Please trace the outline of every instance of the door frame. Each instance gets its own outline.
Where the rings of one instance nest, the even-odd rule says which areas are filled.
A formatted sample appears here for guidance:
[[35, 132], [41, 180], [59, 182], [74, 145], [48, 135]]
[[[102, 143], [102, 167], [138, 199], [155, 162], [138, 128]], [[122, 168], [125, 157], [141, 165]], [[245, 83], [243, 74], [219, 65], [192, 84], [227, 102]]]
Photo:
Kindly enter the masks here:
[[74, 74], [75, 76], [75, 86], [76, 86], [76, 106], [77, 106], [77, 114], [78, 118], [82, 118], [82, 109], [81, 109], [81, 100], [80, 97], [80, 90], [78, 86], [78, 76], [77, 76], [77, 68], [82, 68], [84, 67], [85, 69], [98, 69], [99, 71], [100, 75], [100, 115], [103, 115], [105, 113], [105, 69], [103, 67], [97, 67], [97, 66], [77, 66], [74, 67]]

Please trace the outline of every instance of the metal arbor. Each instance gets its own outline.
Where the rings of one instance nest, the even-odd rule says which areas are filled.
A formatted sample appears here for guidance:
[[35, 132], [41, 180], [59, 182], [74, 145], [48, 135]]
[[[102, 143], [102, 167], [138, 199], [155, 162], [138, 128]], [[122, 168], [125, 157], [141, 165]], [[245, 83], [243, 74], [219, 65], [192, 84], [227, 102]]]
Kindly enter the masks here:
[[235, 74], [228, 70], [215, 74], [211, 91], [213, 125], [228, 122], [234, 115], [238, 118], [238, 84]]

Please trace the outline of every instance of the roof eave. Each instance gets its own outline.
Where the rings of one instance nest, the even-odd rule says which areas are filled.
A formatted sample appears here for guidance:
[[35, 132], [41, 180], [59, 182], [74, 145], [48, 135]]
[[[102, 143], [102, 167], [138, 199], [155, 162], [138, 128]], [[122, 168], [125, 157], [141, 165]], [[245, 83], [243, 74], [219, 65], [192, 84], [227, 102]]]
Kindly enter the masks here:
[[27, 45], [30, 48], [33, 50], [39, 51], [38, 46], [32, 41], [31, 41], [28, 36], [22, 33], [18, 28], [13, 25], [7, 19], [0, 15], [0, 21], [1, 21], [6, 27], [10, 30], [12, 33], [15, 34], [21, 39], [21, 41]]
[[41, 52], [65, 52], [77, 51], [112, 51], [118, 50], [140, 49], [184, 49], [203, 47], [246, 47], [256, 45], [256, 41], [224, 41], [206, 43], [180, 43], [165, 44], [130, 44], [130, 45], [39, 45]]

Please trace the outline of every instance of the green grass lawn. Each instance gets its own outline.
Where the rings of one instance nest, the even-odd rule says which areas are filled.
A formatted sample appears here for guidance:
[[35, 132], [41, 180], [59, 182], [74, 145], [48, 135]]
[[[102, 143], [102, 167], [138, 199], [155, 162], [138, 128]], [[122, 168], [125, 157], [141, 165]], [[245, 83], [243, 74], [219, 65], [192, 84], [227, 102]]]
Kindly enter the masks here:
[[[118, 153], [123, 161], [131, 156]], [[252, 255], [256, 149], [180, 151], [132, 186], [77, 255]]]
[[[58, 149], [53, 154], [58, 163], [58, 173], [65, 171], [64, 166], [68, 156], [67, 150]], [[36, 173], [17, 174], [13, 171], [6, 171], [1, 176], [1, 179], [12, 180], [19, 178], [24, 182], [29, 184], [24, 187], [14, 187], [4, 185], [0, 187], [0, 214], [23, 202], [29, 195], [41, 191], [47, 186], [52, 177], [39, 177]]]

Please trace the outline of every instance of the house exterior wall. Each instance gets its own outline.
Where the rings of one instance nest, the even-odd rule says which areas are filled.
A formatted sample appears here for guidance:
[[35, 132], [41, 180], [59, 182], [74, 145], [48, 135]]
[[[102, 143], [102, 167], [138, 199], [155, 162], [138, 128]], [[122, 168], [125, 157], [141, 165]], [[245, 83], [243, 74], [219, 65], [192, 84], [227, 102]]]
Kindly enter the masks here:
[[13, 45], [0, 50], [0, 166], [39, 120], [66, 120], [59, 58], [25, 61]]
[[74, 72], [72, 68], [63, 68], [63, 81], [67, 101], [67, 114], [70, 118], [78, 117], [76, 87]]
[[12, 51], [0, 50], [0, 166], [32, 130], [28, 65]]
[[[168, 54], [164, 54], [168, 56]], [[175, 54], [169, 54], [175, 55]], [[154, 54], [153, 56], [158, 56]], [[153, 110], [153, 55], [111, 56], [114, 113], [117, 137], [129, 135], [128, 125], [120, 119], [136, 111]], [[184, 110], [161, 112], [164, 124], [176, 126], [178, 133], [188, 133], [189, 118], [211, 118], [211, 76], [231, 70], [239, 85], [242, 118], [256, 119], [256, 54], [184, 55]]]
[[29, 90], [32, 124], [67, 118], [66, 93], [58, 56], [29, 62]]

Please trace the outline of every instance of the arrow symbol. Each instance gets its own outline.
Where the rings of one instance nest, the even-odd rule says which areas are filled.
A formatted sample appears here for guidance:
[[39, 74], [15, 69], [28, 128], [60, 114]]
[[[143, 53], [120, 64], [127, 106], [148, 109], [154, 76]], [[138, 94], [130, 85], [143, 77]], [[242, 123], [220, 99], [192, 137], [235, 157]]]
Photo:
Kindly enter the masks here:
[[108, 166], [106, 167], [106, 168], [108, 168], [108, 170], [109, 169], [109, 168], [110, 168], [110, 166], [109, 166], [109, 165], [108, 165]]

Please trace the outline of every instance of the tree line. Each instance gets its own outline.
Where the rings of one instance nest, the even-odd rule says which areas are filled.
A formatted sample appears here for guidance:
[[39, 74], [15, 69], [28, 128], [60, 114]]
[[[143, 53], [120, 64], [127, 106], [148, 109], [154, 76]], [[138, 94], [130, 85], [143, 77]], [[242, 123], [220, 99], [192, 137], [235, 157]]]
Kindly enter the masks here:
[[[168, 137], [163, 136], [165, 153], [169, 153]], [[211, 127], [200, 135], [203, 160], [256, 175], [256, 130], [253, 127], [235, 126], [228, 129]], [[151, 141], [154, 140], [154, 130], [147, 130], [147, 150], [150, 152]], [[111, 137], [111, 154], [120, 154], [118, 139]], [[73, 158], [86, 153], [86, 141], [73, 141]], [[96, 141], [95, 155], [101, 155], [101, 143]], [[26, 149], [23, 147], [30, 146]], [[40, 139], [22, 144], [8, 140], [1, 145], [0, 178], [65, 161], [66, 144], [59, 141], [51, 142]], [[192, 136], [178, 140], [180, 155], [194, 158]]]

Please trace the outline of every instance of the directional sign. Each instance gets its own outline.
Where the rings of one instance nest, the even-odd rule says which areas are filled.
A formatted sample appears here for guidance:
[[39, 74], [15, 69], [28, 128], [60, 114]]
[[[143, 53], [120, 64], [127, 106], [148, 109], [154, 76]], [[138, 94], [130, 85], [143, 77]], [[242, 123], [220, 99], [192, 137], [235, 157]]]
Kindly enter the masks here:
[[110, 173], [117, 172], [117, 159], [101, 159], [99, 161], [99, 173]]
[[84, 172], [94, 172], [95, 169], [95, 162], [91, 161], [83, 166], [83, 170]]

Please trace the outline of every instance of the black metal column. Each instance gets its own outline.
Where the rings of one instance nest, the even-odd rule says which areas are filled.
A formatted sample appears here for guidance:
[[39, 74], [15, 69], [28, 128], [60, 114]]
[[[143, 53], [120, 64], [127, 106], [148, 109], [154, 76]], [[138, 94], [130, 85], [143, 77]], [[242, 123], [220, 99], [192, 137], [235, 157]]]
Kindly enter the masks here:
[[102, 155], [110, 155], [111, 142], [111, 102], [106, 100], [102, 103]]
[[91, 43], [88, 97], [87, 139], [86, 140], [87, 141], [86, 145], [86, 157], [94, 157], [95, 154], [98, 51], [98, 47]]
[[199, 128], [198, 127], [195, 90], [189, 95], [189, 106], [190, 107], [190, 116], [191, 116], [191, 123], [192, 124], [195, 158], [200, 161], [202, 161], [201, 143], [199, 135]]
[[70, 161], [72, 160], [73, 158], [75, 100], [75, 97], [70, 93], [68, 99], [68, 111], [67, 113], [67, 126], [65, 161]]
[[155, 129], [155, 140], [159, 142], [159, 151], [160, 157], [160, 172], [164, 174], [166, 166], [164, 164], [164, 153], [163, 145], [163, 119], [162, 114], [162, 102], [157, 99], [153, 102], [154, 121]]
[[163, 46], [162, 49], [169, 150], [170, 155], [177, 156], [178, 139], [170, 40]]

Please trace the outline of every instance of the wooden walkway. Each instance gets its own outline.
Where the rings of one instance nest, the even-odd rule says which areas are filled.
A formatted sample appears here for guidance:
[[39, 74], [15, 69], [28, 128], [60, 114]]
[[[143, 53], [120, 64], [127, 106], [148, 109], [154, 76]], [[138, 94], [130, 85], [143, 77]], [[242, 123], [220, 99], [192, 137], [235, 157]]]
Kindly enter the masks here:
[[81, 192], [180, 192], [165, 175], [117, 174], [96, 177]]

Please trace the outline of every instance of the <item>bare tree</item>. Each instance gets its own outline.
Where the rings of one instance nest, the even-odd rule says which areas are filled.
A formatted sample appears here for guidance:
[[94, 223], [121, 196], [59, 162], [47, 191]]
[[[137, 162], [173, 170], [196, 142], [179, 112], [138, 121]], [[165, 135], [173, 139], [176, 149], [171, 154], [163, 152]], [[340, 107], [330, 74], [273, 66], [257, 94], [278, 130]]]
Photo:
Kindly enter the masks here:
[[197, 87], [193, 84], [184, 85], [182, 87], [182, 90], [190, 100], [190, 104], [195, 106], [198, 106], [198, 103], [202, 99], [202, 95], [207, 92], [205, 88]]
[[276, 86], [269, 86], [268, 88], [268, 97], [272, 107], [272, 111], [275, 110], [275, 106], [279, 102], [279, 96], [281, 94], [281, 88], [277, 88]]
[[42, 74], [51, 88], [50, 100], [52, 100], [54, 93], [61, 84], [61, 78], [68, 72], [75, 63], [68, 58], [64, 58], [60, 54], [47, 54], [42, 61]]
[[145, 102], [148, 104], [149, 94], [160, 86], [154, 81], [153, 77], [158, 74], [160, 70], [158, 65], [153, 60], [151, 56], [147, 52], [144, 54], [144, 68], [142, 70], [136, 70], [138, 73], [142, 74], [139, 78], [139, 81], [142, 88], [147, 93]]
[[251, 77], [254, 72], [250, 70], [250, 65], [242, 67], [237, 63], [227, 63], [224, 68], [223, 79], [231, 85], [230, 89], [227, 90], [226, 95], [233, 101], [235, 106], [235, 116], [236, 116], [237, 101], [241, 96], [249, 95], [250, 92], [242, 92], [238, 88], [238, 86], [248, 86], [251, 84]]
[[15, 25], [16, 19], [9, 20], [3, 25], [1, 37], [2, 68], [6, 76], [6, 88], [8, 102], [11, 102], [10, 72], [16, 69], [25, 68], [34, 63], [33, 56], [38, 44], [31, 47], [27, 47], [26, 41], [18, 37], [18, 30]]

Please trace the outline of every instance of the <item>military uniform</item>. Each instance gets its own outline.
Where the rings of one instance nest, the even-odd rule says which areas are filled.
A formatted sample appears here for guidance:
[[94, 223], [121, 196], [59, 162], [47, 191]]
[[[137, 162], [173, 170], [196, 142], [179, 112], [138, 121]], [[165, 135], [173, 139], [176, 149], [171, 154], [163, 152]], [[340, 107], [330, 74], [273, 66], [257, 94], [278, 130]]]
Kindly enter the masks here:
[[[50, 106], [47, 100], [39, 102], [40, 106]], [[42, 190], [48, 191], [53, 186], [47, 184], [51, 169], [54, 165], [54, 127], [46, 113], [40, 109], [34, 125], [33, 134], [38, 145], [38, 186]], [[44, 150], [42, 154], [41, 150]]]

Задание
Перепишите строки, начиная со строки, где есть "Please trace the outline of every instance of the <item>bare", и заканчивая строкой, где есть "37], [18, 30]]", заменив в них "Photo" на "Image" и не меняя ничего другого.

Ответ на задание
Please trace the outline of every instance of the <item>bare tree</item>. Each instance gets its own outline.
Where the rings of one instance nest, the even-odd rule says which areas are filled.
A formatted sample appears here for guidance:
[[94, 223], [121, 196], [59, 162], [47, 191]]
[[[137, 162], [173, 170], [196, 142], [179, 112], [138, 121]], [[165, 135], [173, 139], [176, 149], [171, 154], [163, 152]], [[340, 107], [330, 74], [273, 66], [257, 94], [278, 130]]]
Image:
Kindly enter the masks here:
[[197, 87], [193, 84], [184, 85], [182, 87], [182, 90], [190, 100], [190, 104], [195, 106], [198, 106], [198, 103], [202, 99], [202, 95], [207, 92], [205, 88]]
[[276, 86], [269, 86], [268, 88], [268, 97], [272, 107], [272, 111], [275, 110], [275, 106], [279, 102], [279, 96], [281, 94], [281, 88], [277, 88]]
[[42, 74], [51, 88], [50, 100], [52, 100], [54, 93], [61, 84], [61, 78], [68, 72], [75, 63], [68, 58], [64, 58], [60, 54], [47, 54], [42, 61]]
[[145, 102], [148, 104], [149, 94], [160, 86], [154, 81], [153, 77], [158, 74], [160, 70], [158, 65], [153, 60], [151, 56], [147, 52], [144, 54], [144, 68], [142, 70], [136, 70], [138, 73], [142, 74], [139, 78], [139, 81], [142, 88], [147, 93]]
[[251, 77], [254, 72], [250, 70], [250, 65], [242, 67], [237, 63], [227, 63], [224, 68], [223, 79], [231, 85], [230, 89], [227, 90], [226, 95], [233, 101], [235, 106], [235, 116], [236, 116], [237, 101], [241, 96], [249, 95], [250, 92], [242, 92], [238, 88], [238, 86], [248, 86], [251, 84]]
[[15, 25], [16, 19], [9, 20], [3, 25], [1, 37], [2, 68], [6, 76], [6, 88], [8, 102], [11, 102], [10, 72], [16, 69], [25, 68], [34, 63], [33, 56], [38, 44], [31, 47], [27, 47], [26, 41], [18, 37], [18, 30]]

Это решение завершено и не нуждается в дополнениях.